+++ Data to use +++

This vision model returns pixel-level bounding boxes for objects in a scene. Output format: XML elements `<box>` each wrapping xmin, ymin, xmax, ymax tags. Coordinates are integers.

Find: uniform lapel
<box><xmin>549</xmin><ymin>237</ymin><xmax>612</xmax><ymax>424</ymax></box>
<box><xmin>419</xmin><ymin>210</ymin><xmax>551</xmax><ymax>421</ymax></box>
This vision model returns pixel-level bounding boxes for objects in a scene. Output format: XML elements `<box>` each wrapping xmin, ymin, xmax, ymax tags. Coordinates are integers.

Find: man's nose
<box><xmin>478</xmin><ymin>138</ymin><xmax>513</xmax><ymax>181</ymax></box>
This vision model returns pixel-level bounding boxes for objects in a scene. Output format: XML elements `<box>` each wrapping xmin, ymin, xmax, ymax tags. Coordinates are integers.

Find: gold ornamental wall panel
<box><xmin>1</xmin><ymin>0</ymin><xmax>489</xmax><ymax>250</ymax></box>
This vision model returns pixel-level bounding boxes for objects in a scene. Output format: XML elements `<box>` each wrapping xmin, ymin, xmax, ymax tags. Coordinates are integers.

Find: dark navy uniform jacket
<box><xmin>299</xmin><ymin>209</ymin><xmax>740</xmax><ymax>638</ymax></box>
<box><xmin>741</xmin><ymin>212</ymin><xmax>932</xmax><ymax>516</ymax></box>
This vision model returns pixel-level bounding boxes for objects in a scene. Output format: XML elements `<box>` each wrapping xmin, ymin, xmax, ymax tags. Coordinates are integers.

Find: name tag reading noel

+++

After finding the line that contains "Find: gold ornamental wall panel" in the records above, copy that line and each one after it exactly, through the final line.

◆ **Reply**
Find: gold ornamental wall panel
<box><xmin>1</xmin><ymin>0</ymin><xmax>489</xmax><ymax>250</ymax></box>
This vision model returns pixel-level bounding boxes for objects in a scene. Output format: XML elements `<box>` each wrapping xmin, ymin, xmax, ymax tags. Coordinates are integers.

Find: dark navy uniform jacket
<box><xmin>299</xmin><ymin>209</ymin><xmax>740</xmax><ymax>638</ymax></box>
<box><xmin>741</xmin><ymin>212</ymin><xmax>932</xmax><ymax>516</ymax></box>
This vision model returns pixel-level bounding boxes for objects in a scene. Output format: XML elements `<box>` each wrapping xmin, ymin, xmax, ymax tags. Coordinates are integers.

Find: name tag reading noel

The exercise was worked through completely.